--- Supplied material Enclosed Below ---

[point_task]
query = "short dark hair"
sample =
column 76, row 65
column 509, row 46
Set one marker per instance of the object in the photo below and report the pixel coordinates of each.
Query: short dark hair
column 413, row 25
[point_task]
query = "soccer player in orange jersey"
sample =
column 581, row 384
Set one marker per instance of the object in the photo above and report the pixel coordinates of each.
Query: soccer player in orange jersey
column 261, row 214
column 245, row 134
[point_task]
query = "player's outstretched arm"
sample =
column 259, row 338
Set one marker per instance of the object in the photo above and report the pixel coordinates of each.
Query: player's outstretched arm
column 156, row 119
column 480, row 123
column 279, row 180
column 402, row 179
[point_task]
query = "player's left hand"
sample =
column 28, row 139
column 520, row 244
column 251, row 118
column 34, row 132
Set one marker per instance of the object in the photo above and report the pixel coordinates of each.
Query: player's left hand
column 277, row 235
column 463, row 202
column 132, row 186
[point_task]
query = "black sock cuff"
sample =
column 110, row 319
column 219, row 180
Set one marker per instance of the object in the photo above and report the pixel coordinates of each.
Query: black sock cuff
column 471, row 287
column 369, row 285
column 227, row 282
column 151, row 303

--- End of Enclosed Supplied material ---

Transcribe the material so that every line matches the original exactly.

[point_task]
query = "short dark hair"
sample =
column 76, row 65
column 509, row 46
Set one marker per instance of the object in the photo below and report the pixel coordinates of each.
Query: short dark hair
column 413, row 25
[point_task]
query = "soccer player in orange jersey"
sample =
column 581, row 384
Set one marker per instance of the object in the photo above and report the pixel coordinates of each.
Query: soccer player in orange jersey
column 261, row 214
column 245, row 134
[point_task]
query = "player's outstretched arm"
sample =
column 259, row 338
Set one marker per instance of the object in the photo above and report the pixel coordinates of each.
Query: player's outstretched arm
column 156, row 119
column 480, row 123
column 279, row 180
column 402, row 179
[point_task]
query = "player's left hand"
sample =
column 28, row 139
column 520, row 244
column 251, row 118
column 34, row 132
Set one marker per instance of the object in the photo above and report the pixel coordinates of each.
Query: player's left hand
column 277, row 235
column 463, row 202
column 132, row 186
[point_task]
query = "black sock cuff"
sample =
column 110, row 319
column 219, row 180
Set one marker per instance of the object in the photo above and report the pixel coordinates of each.
Query: black sock cuff
column 471, row 287
column 369, row 285
column 227, row 282
column 151, row 303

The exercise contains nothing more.